-- PROVIDED ENTRIES start --
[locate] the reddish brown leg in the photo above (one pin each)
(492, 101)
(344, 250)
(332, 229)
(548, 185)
-- PROVIDED ENTRIES end --
• **REQUIRED WORK**
Convert the rows above into a Markdown table with two columns, Row and Text. Number each row and omit any blank lines.

• **COMPLETE OUTPUT**
| Row | Text |
|---|---|
| 1 | [locate] the reddish brown leg in the photo above (one pin each) |
| 2 | (492, 101) |
| 3 | (344, 250) |
| 4 | (332, 229) |
| 5 | (548, 185) |